## [PROBLEM DETAILS]
Find the line that contains "Please mark the region of every instance of the leafy"; then retype it and each line after it, exactly, through the final line of the data below.

## [RECORDS PROVIDED]

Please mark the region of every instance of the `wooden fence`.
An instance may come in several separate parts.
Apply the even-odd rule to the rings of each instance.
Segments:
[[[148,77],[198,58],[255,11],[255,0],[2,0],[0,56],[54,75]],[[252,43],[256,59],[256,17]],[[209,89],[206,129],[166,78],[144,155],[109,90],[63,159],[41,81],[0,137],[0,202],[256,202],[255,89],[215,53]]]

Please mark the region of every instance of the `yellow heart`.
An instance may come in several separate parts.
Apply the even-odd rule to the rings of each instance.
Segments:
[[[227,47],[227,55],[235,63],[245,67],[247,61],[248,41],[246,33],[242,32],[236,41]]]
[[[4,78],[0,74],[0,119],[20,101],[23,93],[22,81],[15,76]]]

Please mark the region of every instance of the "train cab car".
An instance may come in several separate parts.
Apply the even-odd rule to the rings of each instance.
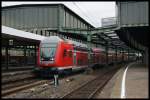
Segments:
[[[42,40],[38,50],[40,73],[53,74],[86,68],[88,49],[85,44],[50,36]]]

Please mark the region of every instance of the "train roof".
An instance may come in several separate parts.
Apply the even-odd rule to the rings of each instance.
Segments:
[[[76,42],[76,41],[72,41],[72,40],[69,40],[69,39],[64,39],[64,38],[61,38],[59,36],[50,36],[50,37],[46,37],[45,39],[42,40],[42,42],[44,42],[44,43],[46,43],[46,42],[47,43],[48,42],[57,43],[59,41],[64,41],[64,42],[68,42],[70,44],[74,44],[75,46],[78,46],[78,47],[86,47],[87,48],[86,44]]]

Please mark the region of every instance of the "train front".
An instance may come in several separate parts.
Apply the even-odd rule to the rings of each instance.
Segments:
[[[60,39],[55,36],[41,41],[38,50],[38,71],[45,75],[56,73],[56,53]]]

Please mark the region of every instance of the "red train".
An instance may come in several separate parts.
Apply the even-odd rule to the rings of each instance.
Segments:
[[[90,66],[115,61],[115,53],[108,52],[107,62],[106,52],[103,49],[92,48],[90,55]],[[88,67],[88,48],[79,42],[50,36],[40,43],[38,66],[40,72],[45,74],[84,69]]]

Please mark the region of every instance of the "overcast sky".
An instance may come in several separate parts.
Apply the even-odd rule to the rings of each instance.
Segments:
[[[63,3],[95,27],[101,27],[101,19],[115,17],[115,2],[2,2],[2,7],[19,4]]]

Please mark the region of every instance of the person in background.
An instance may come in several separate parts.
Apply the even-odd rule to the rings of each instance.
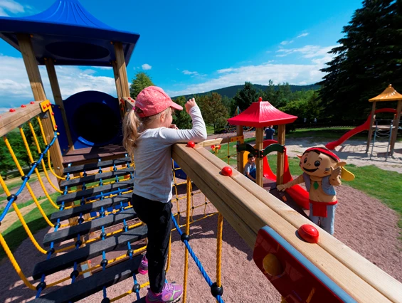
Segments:
[[[257,171],[255,166],[255,158],[252,154],[247,156],[247,163],[244,166],[243,174],[249,179],[255,182],[255,173]]]
[[[275,129],[273,128],[272,125],[270,125],[265,130],[265,140],[273,140]]]

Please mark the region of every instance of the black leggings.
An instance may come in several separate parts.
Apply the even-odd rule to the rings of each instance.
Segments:
[[[165,282],[164,265],[171,230],[171,203],[147,199],[133,193],[132,203],[138,218],[148,227],[148,277],[151,290],[162,291]]]

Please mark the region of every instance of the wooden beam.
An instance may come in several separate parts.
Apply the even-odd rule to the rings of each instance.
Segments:
[[[189,166],[191,171],[186,171],[184,169],[187,175],[191,179],[193,176],[198,178],[199,181],[202,179],[204,184],[219,196],[221,203],[225,203],[226,207],[240,217],[253,233],[257,233],[265,225],[271,227],[356,301],[390,302],[323,248],[301,240],[297,237],[297,228],[295,226],[255,197],[252,193],[253,191],[239,186],[233,177],[221,175],[220,174],[221,169],[212,164],[208,159],[213,155],[208,155],[204,158],[203,155],[201,154],[201,149],[203,148],[197,146],[194,149],[190,149],[186,147],[184,144],[175,144],[173,147],[173,157],[181,167],[182,166],[184,167],[186,165]],[[222,161],[221,164],[221,167],[226,165]],[[234,173],[239,174],[237,172]],[[242,176],[241,178],[243,181],[252,189],[258,187],[256,184],[248,182],[245,176]],[[202,191],[206,189],[201,183],[195,183]],[[270,195],[266,192],[265,194]],[[276,203],[282,203],[275,197],[272,197],[272,199],[276,201]],[[214,205],[216,203],[215,200],[211,201]],[[221,209],[218,207],[219,211],[223,211],[222,214],[225,216],[223,208],[221,206]],[[320,233],[325,233],[321,229],[319,231]]]
[[[44,100],[27,104],[26,107],[17,107],[14,112],[0,114],[0,137],[7,134],[10,131],[36,117],[41,112],[39,103]]]
[[[35,101],[46,100],[47,98],[45,95],[38,63],[36,62],[31,42],[31,37],[28,34],[18,33],[17,34],[17,38],[21,53],[22,54],[23,63],[25,63],[28,73],[29,83],[31,84],[32,92],[33,93],[33,98]],[[48,117],[42,117],[41,119],[46,139],[48,140],[48,143],[50,143],[54,137],[51,119]],[[55,140],[55,143],[51,147],[50,152],[55,173],[59,176],[63,176],[63,156],[61,156],[58,139]]]
[[[236,126],[236,135],[238,137],[240,136],[243,136],[243,126],[241,125],[237,125]],[[240,144],[243,142],[240,142],[240,141],[237,142],[238,144]],[[240,171],[241,174],[243,174],[243,169],[244,169],[244,163],[243,161],[243,154],[244,153],[244,152],[238,152],[237,154],[237,167],[238,167],[238,171]]]
[[[263,149],[263,142],[264,142],[264,129],[263,127],[255,128],[255,146],[254,148],[259,151]],[[255,168],[257,169],[257,174],[255,175],[255,183],[257,185],[263,187],[264,184],[263,183],[263,166],[264,166],[264,158],[257,157],[255,159]]]
[[[373,123],[374,122],[374,112],[376,111],[376,102],[373,102],[371,108],[370,124],[369,125],[369,137],[367,137],[367,146],[366,147],[366,152],[369,152],[370,148],[370,142],[371,142],[371,136],[373,135]]]
[[[122,97],[129,97],[129,89],[128,86],[128,78],[126,69],[126,62],[123,51],[123,45],[121,42],[115,42],[115,53],[116,55],[116,70],[120,80]]]
[[[221,159],[211,156],[208,154],[210,153],[205,149],[204,150],[197,149],[196,151],[208,159],[218,169],[221,169],[223,164]],[[278,203],[277,199],[270,194],[267,195],[267,191],[263,188],[255,186],[253,182],[248,182],[248,180],[245,180],[243,174],[233,171],[232,179],[238,183],[238,186],[244,187],[296,228],[303,224],[314,225],[310,220],[300,216],[296,211],[286,204]],[[336,238],[324,231],[322,232],[320,228],[317,225],[316,228],[320,230],[318,243],[319,246],[390,300],[398,302],[398,298],[402,297],[401,283],[354,250],[346,246]]]
[[[396,105],[396,117],[395,119],[395,124],[392,129],[392,138],[391,138],[391,155],[393,154],[393,149],[395,147],[395,142],[398,137],[398,127],[399,127],[399,121],[401,120],[401,111],[402,111],[402,100],[398,101]]]
[[[211,196],[211,193],[209,193],[211,196],[211,201],[216,205],[223,216],[226,216],[225,212],[233,212],[236,213],[238,218],[241,218],[237,223],[236,230],[240,230],[239,234],[242,237],[253,237],[253,235],[258,232],[260,227],[267,225],[278,233],[357,302],[390,302],[388,296],[393,296],[394,298],[401,297],[402,291],[401,283],[372,264],[371,264],[371,270],[368,272],[364,268],[370,264],[369,261],[337,241],[332,235],[325,234],[325,232],[319,227],[317,227],[320,233],[319,244],[312,245],[301,240],[297,235],[297,228],[301,223],[312,224],[311,222],[267,193],[263,188],[248,180],[240,173],[233,171],[232,177],[222,176],[220,172],[226,165],[226,163],[205,149],[198,145],[194,149],[190,149],[186,147],[184,144],[175,144],[173,147],[172,154],[174,159],[183,168],[187,175],[194,180],[195,184],[202,191],[204,189],[212,191],[218,196],[218,199],[216,201],[215,198]],[[266,203],[267,202],[271,203],[277,209],[274,210]],[[221,203],[224,203],[226,206],[222,207]],[[231,224],[231,222],[236,222],[236,216],[233,216],[228,220]],[[300,221],[294,224],[290,220]],[[245,224],[248,228],[242,227],[243,224]],[[245,235],[245,230],[248,228],[251,232],[248,235]],[[323,239],[322,242],[326,245],[329,245],[327,243],[327,239],[332,240],[330,248],[322,245],[321,237]],[[246,238],[245,240],[247,240]],[[248,243],[252,241],[248,241]],[[344,256],[344,252],[349,253],[353,260],[348,260],[349,255]],[[360,264],[359,268],[356,268],[356,263]],[[385,278],[386,282],[379,281],[380,277]],[[371,282],[375,286],[371,284]],[[388,293],[383,294],[376,287],[379,285],[387,284],[388,286],[386,287],[386,290],[388,290]],[[398,299],[393,301],[398,302]]]
[[[285,145],[285,124],[277,126],[277,143]],[[281,152],[277,153],[276,164],[276,185],[283,184],[283,174],[285,172],[285,154]]]
[[[52,92],[53,94],[55,103],[60,107],[60,111],[61,112],[63,123],[64,124],[65,134],[67,136],[67,140],[68,141],[68,147],[73,149],[73,150],[74,144],[73,144],[73,140],[71,139],[70,125],[68,125],[68,122],[67,121],[67,116],[65,115],[65,110],[64,109],[64,103],[63,102],[61,92],[60,91],[60,86],[57,80],[57,74],[55,69],[54,60],[51,58],[45,58],[45,65],[46,65],[46,70],[48,71],[48,75],[49,77],[51,87],[52,87]]]
[[[112,66],[113,67],[113,75],[115,75],[115,83],[116,83],[117,98],[119,99],[119,100],[120,100],[125,96],[123,96],[123,91],[122,90],[122,85],[120,84],[120,78],[119,76],[119,70],[117,70],[117,63],[116,63],[116,61],[112,61]]]

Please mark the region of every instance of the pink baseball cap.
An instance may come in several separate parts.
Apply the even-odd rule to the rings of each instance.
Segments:
[[[149,117],[163,112],[168,107],[183,110],[183,107],[174,103],[170,97],[157,86],[149,86],[137,96],[134,110],[141,117]]]

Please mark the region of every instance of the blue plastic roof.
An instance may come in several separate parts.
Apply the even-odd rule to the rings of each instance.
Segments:
[[[19,50],[17,33],[31,35],[39,64],[111,66],[111,42],[121,42],[128,65],[139,34],[117,31],[91,15],[78,0],[57,0],[49,9],[22,18],[0,17],[0,38]]]

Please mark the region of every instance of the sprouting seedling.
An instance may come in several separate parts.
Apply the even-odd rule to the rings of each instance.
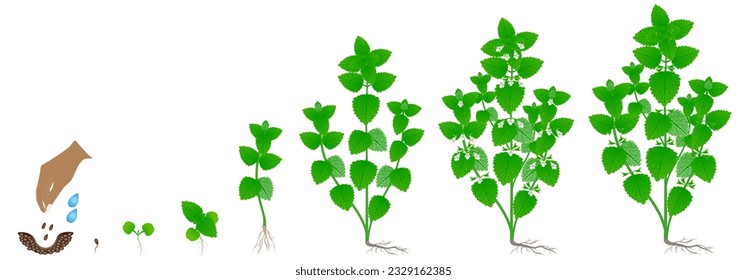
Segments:
[[[536,89],[534,96],[539,103],[523,106],[526,117],[519,116],[517,109],[525,97],[524,80],[534,76],[543,64],[538,58],[524,56],[538,35],[516,33],[510,22],[501,19],[498,37],[482,47],[490,57],[481,61],[487,75],[478,73],[470,78],[477,91],[465,94],[457,89],[454,95],[443,97],[456,122],[442,122],[439,127],[447,139],[460,145],[451,157],[454,176],[459,179],[470,175],[475,199],[487,207],[498,206],[508,225],[514,251],[555,253],[555,248],[538,245],[537,240],[516,242],[515,233],[519,219],[537,205],[542,185],[555,186],[558,182],[560,165],[552,158],[550,149],[573,126],[572,119],[556,118],[558,106],[571,96],[555,87]],[[497,81],[495,87],[488,86],[491,80]],[[498,110],[491,106],[494,100],[507,116],[498,115]],[[493,146],[502,150],[492,157],[492,169],[488,154],[476,144],[488,127]],[[500,192],[508,197],[508,208],[498,199],[499,184],[508,185],[507,190]],[[523,187],[519,189],[520,186]]]
[[[124,232],[127,235],[130,235],[131,233],[135,233],[135,237],[137,238],[137,249],[140,252],[141,256],[143,255],[143,249],[145,249],[145,247],[143,247],[143,243],[140,242],[140,235],[141,234],[145,234],[145,236],[151,236],[151,234],[153,234],[153,231],[155,229],[156,228],[153,227],[153,224],[151,224],[151,223],[145,223],[145,224],[143,224],[143,226],[140,228],[140,230],[136,230],[135,229],[135,223],[130,222],[130,221],[127,221],[127,222],[124,223],[124,225],[122,225],[122,230],[124,230]],[[96,239],[95,242],[96,242],[96,247],[98,247],[98,245],[99,245],[98,244],[98,239]]]
[[[270,201],[272,199],[273,186],[270,177],[259,177],[259,169],[270,170],[275,168],[282,160],[278,155],[270,153],[270,146],[272,141],[280,137],[282,130],[277,127],[270,127],[267,121],[263,122],[262,125],[250,124],[249,131],[255,138],[256,149],[247,146],[239,147],[239,155],[241,160],[247,166],[254,166],[254,177],[244,177],[239,184],[239,198],[241,200],[248,200],[254,197],[257,198],[259,203],[259,210],[262,212],[262,231],[257,235],[257,243],[254,245],[254,249],[257,253],[262,251],[262,248],[270,248],[274,250],[275,240],[267,230],[267,216],[265,215],[265,208],[262,206],[262,200]]]
[[[200,247],[200,255],[202,255],[207,247],[207,243],[202,237],[218,237],[218,229],[215,226],[218,223],[218,213],[213,211],[205,213],[200,205],[191,201],[182,201],[182,213],[188,221],[195,225],[187,229],[187,239],[189,241],[199,240],[198,246]]]
[[[677,97],[681,83],[678,72],[690,65],[699,53],[678,42],[690,33],[693,22],[670,21],[664,9],[654,6],[651,23],[652,26],[641,29],[633,37],[643,46],[633,50],[640,64],[630,63],[622,68],[630,82],[615,85],[608,80],[606,85],[595,87],[594,95],[604,103],[607,114],[595,114],[589,120],[596,131],[612,136],[608,147],[602,151],[604,170],[608,174],[622,170],[623,189],[628,196],[641,204],[651,203],[664,230],[664,243],[669,245],[667,251],[711,252],[710,247],[693,244],[692,239],[671,241],[669,233],[672,218],[692,202],[690,191],[699,183],[695,178],[711,182],[716,174],[716,158],[705,145],[713,131],[724,127],[731,117],[728,111],[712,110],[714,98],[723,94],[727,86],[710,77],[690,80],[695,95]],[[648,81],[641,79],[645,68],[653,71]],[[651,92],[660,108],[652,108],[651,102],[644,98],[647,92]],[[679,106],[672,104],[675,97]],[[623,110],[626,104],[627,111]],[[645,162],[638,144],[645,141],[625,137],[639,123],[643,123],[646,139],[653,142],[646,150]],[[646,165],[647,170],[641,165]],[[657,204],[652,196],[655,183],[661,184],[662,204]]]
[[[346,71],[338,79],[342,85],[358,93],[365,89],[363,94],[353,98],[353,112],[360,120],[359,129],[353,130],[348,138],[348,149],[351,155],[360,159],[350,164],[349,178],[351,183],[345,183],[346,167],[342,158],[338,155],[330,155],[330,151],[336,148],[343,140],[344,134],[339,131],[330,131],[330,119],[335,113],[334,105],[322,106],[321,103],[303,110],[303,114],[314,124],[316,132],[301,133],[301,141],[311,150],[320,150],[321,159],[311,164],[311,177],[314,183],[322,184],[328,179],[334,182],[334,188],[330,190],[329,196],[332,202],[342,210],[355,211],[363,226],[365,244],[369,251],[386,252],[389,254],[407,253],[407,249],[392,246],[391,241],[372,243],[370,241],[371,228],[375,221],[384,217],[391,206],[387,194],[392,186],[405,192],[411,183],[410,169],[402,166],[402,158],[407,151],[415,146],[423,137],[423,130],[408,128],[410,117],[420,112],[420,106],[409,103],[407,100],[401,102],[389,102],[387,107],[394,114],[392,127],[394,134],[399,140],[387,143],[387,137],[380,128],[374,128],[373,120],[379,112],[380,99],[373,91],[381,93],[389,89],[394,83],[396,76],[378,71],[378,67],[389,60],[391,52],[385,49],[371,50],[363,38],[357,37],[354,44],[354,55],[350,55],[340,62],[339,66]],[[373,91],[371,91],[373,89]],[[391,163],[377,166],[369,157],[370,152],[386,152],[389,150]],[[391,165],[394,165],[393,167]],[[370,186],[383,188],[380,195],[371,195],[373,190]],[[363,192],[363,208],[355,205],[355,192]]]

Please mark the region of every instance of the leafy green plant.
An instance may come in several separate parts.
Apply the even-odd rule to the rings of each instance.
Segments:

## [RESULT OF THIS TASK]
Please mark the region of every instance of the leafy green plant.
An instance may come in several separate parts.
Apply the even-odd rule to the rings of each instance.
Segments:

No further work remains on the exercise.